Natural-language object grounding data
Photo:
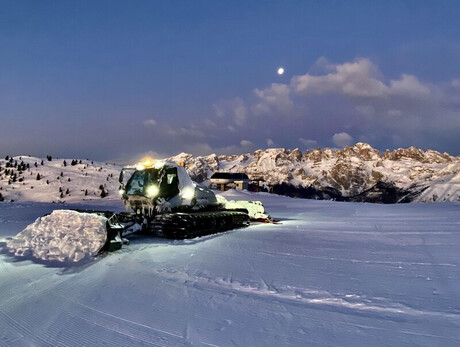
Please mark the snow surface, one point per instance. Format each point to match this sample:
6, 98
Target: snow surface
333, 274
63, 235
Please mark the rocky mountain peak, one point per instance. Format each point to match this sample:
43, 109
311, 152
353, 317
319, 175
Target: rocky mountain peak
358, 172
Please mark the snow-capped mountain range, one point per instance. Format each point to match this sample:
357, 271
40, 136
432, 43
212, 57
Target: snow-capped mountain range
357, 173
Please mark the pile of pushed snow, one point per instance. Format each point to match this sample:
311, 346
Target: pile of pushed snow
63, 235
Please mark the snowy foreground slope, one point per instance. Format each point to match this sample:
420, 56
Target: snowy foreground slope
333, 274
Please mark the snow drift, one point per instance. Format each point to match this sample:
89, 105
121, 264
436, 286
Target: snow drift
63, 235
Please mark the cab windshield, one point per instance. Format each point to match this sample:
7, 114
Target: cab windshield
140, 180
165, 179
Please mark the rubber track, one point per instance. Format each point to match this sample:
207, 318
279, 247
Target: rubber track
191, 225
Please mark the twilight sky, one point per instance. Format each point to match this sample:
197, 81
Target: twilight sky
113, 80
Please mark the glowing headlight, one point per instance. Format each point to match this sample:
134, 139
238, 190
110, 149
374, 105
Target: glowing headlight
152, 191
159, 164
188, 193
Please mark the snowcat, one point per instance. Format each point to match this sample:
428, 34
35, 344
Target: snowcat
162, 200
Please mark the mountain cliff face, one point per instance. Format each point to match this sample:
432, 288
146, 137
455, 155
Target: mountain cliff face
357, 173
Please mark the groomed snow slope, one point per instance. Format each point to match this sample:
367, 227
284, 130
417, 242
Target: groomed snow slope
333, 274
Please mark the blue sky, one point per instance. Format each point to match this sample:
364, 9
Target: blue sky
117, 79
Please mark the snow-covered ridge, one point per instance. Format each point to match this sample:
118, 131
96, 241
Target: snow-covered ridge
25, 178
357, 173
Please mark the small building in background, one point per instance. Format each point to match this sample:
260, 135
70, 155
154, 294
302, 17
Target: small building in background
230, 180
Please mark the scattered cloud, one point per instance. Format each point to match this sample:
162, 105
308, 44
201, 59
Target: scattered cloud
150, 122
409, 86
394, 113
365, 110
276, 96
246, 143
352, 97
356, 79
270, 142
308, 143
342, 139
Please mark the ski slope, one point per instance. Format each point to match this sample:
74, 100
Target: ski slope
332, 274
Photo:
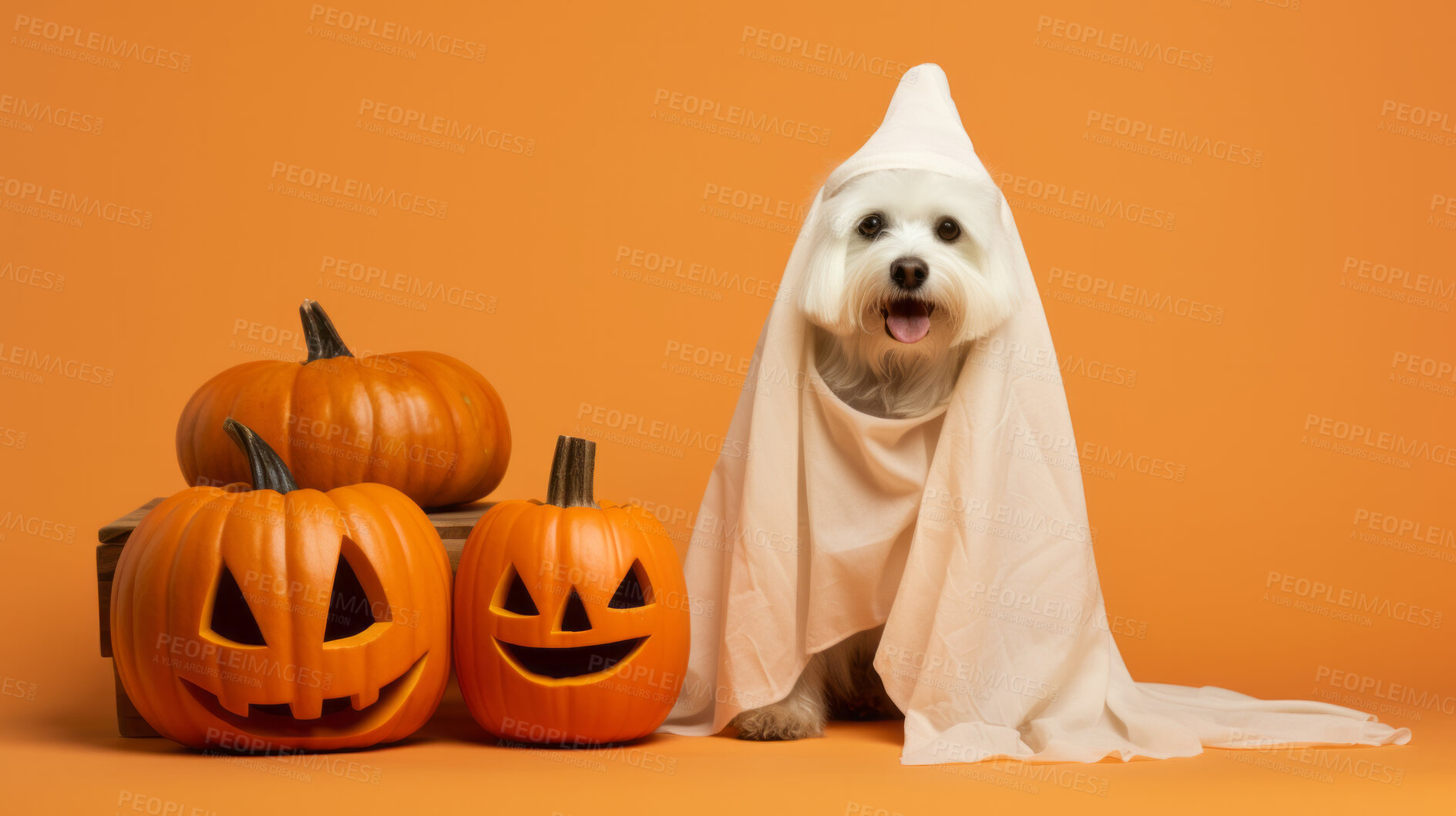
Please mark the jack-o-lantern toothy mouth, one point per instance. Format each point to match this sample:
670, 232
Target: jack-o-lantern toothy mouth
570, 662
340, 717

Required work
Nothing may be altered when you restate the records, but every picture must be dropped.

Written reply
Photo:
Please mark the snow surface, one point per instance. Format each point to match this sample:
6, 98
Target: snow surface
333, 274
63, 235
Please mark the rocky mountain peak, one point per instance. Format each point to match this sample:
43, 109
311, 152
353, 317
319, 175
Target: rocky mountain peak
358, 172
Please mark the snow-capped mountain range, one point per instance. Format each point to match this sample:
357, 271
40, 136
432, 43
212, 57
Target: snow-capped mountain range
357, 173
Please mark the pile of pushed snow, one point per instance. Format each point to match this sample:
311, 346
Target: pile of pushed snow
63, 235
Please mark the snowy foreground slope, one point per instance. Format each point to match this sample:
420, 56
Target: snowy foreground slope
333, 274
Please mark the snow drift, one point per instance. Format each point to match this sample:
89, 105
121, 264
436, 286
Target: snow drift
63, 235
Please mark the cab windshield, one point per instance. Format each point to match this sample:
7, 114
Target: cab windshield
140, 180
165, 179
Please mark the rubber track, one point per instance. Format each point to match this sample:
207, 318
279, 247
Target: rubber track
191, 225
Please mark the twilight sky, one point per instance. Format each point to match this sample:
197, 81
Target: twilight sky
113, 80
Please mark the glowing headlight, one point per instance. Format each point to match this sample:
134, 139
238, 190
110, 149
374, 105
Target: glowing headlight
152, 191
159, 164
188, 193
Please mark the snowcat, one point per instance. Format each point to match this sample:
428, 34
35, 344
Target: snowcat
162, 200
Please mark the mountain cliff face, one point per instance. Format each point to match this sample:
432, 288
146, 137
455, 155
Target: mountain cliff face
357, 173
Please mark the groomed snow slope, one point per instance. Format each point to match this sample:
367, 227
284, 130
417, 242
Target: groomed snow slope
333, 274
Please mark the blue sky, one point per instance. Format each point to match this sample:
364, 9
Target: blue sky
117, 79
Please mark the snow-covered ridge, one point per instance. Format each point to match this sample:
118, 131
96, 241
Target: snow-covered ridge
25, 178
357, 173
Please mark the small building in background, one point per instance. Format each point to match this sample:
260, 135
70, 155
154, 294
302, 17
Target: small building in background
230, 180
Please mark the scattered cloud, one point per instance. Format each point to match this sample:
162, 105
308, 44
201, 59
Target: scattered cloud
150, 122
409, 86
394, 113
365, 110
276, 96
246, 143
352, 97
356, 79
270, 142
308, 143
342, 139
Please mark the ski slope, one point per instance. Format each point to match this sample:
74, 100
Target: ski slope
332, 274
Photo:
Please mark the jack-o-lantern toothy mouth, one point per instance. Format each point to match this sample:
670, 232
Target: jack-o-lantern toothy mouth
570, 662
340, 717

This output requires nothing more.